## Begin PROVIDED INFORMATION

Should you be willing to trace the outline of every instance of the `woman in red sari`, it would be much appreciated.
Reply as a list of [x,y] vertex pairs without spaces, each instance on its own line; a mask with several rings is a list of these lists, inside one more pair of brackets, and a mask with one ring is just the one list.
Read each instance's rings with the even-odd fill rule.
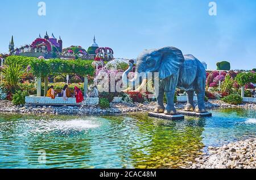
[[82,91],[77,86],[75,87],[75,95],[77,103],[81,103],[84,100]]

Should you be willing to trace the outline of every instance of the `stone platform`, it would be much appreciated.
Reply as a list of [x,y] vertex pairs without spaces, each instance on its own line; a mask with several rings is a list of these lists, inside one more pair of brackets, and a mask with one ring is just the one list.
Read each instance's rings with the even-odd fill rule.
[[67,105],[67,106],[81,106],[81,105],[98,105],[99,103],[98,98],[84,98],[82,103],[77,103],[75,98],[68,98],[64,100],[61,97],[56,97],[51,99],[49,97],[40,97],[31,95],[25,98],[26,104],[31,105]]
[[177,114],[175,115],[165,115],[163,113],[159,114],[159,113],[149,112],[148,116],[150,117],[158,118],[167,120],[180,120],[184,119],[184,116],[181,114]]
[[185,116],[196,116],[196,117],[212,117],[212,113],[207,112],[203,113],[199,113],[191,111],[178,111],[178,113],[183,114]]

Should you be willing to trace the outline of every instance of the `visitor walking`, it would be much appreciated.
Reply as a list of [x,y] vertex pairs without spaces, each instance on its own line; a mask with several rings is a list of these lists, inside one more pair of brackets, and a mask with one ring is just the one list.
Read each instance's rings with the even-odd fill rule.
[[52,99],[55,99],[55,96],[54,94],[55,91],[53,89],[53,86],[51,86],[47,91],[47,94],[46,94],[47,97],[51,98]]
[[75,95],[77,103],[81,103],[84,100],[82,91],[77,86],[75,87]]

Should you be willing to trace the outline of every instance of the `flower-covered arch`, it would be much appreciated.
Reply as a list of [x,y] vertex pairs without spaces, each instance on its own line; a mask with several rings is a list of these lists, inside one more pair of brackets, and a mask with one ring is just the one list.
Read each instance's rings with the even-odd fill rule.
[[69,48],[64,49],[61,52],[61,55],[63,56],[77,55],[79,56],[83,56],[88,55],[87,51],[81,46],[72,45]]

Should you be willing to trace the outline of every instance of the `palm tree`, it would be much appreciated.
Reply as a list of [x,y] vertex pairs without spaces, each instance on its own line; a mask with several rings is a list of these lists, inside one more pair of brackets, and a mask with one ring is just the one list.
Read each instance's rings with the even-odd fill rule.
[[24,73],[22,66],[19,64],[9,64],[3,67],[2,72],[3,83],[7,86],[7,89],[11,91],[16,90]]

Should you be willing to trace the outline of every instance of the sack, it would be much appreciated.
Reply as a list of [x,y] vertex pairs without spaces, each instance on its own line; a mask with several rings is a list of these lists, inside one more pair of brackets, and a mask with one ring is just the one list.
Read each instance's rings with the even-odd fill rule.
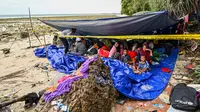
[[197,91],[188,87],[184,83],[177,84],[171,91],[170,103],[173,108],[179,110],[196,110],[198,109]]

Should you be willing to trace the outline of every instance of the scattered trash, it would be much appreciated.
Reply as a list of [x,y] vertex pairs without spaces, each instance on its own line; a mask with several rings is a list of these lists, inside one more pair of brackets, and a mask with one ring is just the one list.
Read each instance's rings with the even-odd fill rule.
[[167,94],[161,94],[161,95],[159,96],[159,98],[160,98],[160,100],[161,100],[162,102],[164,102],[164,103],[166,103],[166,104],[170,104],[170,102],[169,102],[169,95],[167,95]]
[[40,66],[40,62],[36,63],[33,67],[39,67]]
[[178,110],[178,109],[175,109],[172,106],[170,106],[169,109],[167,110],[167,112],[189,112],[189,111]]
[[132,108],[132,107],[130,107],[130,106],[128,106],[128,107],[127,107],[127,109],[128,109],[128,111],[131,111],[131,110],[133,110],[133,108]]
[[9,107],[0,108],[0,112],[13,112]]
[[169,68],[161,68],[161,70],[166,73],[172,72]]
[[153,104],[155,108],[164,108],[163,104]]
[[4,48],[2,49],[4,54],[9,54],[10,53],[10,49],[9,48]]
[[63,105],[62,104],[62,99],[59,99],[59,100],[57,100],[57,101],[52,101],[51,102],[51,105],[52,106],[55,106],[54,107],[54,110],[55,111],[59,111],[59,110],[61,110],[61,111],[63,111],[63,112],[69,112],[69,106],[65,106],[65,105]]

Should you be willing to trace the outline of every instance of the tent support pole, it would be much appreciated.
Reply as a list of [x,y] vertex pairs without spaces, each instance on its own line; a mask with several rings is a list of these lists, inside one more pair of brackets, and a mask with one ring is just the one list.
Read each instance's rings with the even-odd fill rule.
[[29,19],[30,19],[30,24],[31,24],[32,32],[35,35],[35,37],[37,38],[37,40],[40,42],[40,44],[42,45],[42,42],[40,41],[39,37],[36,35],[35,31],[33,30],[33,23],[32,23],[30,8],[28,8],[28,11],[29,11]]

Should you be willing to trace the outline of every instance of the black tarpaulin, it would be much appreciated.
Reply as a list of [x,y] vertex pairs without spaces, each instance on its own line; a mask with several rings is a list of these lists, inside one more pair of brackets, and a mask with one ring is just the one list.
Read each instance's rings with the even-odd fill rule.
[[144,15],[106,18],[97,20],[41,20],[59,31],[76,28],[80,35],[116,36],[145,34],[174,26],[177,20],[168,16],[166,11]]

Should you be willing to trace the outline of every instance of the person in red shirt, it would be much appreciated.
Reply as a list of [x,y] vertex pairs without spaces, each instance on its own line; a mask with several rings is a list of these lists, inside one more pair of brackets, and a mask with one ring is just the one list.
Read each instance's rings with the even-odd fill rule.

## End PROVIDED INFORMATION
## Begin PROVIDED INFORMATION

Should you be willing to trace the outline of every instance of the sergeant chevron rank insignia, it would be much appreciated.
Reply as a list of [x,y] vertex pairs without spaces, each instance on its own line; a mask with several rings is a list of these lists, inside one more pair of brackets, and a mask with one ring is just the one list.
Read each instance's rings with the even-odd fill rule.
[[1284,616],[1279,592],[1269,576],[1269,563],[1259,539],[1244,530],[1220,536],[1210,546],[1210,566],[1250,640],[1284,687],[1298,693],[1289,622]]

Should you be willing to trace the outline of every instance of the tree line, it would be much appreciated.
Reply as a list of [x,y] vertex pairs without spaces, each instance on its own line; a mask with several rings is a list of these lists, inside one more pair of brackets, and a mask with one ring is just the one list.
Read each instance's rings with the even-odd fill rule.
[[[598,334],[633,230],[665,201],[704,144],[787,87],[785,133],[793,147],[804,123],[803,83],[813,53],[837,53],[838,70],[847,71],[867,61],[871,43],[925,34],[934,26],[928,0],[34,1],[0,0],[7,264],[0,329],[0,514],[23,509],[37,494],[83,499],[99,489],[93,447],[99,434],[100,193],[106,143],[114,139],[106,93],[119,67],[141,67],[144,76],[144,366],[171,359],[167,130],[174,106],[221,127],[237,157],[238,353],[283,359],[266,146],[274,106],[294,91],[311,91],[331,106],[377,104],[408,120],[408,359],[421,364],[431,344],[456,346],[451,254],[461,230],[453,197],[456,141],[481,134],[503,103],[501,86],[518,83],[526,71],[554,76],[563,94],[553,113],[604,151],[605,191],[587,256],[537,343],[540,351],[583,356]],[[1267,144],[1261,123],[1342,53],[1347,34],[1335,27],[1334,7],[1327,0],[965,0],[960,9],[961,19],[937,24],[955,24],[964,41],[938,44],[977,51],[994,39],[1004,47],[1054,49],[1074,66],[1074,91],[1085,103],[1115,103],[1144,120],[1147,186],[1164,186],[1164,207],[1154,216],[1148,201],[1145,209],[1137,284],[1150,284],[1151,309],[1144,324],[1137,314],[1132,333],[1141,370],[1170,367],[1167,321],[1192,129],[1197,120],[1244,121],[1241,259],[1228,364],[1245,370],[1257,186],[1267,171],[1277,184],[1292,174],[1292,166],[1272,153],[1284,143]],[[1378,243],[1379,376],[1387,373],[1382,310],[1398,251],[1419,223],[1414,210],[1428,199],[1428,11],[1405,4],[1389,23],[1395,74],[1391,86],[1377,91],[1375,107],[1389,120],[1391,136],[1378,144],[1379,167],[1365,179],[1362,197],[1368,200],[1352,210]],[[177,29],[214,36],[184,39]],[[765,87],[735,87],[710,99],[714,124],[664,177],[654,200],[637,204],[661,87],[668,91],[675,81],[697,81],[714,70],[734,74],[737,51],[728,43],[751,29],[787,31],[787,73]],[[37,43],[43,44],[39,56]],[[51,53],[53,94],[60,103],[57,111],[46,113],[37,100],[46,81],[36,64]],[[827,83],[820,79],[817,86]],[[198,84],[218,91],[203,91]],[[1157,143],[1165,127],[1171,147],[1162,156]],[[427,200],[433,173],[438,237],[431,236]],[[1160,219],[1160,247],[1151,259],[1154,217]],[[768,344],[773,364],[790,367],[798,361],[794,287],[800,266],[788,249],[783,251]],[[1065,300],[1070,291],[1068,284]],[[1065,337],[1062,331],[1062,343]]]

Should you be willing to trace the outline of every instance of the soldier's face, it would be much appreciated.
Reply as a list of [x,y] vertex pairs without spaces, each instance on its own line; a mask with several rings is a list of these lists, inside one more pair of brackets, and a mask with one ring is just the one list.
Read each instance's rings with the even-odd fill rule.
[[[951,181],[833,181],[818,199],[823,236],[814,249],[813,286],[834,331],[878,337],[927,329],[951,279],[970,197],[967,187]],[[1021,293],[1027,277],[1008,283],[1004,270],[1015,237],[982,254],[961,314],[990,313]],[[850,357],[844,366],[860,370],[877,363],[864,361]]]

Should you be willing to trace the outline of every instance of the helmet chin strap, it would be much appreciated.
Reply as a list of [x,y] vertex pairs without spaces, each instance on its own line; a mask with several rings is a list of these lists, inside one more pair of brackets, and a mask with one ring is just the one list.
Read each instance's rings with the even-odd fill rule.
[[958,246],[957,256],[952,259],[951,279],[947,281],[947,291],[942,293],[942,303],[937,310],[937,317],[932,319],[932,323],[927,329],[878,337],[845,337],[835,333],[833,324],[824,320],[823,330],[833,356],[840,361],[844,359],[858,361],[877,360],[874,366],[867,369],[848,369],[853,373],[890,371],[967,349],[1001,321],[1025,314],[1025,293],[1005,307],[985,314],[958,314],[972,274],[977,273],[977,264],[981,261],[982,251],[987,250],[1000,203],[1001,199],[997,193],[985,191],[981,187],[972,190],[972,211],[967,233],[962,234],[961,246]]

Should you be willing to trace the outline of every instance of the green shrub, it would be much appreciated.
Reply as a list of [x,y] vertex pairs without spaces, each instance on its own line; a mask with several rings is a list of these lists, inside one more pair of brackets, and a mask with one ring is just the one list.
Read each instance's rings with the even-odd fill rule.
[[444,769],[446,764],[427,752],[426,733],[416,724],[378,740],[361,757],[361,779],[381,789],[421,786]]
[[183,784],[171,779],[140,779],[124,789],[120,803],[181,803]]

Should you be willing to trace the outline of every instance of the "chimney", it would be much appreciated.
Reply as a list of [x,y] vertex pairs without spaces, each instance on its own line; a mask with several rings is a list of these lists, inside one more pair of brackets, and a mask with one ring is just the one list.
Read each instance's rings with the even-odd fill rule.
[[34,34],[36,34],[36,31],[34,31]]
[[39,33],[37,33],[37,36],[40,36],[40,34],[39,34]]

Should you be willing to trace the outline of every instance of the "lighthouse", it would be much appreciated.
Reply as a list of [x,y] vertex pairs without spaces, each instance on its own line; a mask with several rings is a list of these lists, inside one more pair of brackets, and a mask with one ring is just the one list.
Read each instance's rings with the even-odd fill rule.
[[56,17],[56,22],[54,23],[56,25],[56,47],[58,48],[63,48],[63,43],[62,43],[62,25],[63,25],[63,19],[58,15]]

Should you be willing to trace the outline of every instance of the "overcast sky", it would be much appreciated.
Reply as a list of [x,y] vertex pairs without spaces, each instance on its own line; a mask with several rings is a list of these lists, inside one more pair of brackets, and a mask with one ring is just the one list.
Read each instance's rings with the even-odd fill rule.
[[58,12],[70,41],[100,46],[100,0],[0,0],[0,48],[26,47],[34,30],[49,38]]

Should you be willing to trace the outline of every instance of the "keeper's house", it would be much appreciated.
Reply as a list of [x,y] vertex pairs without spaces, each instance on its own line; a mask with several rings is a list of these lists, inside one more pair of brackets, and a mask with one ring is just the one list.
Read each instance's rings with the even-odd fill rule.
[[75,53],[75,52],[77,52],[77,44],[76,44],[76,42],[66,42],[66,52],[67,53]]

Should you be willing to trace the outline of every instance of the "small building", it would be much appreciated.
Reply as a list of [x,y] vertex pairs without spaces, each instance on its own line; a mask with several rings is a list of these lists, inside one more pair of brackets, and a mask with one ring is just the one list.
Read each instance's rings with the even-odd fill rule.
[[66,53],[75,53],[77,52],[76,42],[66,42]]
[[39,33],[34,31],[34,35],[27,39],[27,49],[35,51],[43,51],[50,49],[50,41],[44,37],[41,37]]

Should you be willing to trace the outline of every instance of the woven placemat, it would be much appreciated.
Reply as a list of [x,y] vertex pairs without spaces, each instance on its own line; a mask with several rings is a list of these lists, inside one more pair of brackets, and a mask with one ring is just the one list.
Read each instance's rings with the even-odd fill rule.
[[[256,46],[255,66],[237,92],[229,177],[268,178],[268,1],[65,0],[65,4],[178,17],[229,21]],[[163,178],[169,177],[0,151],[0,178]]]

## End PROVIDED INFORMATION

• SET TASK: Count the lines of the records above that contain the string "tree", treating uppercase and lowercase as different. Give only the number.

• EXPECTED OUTPUT: 2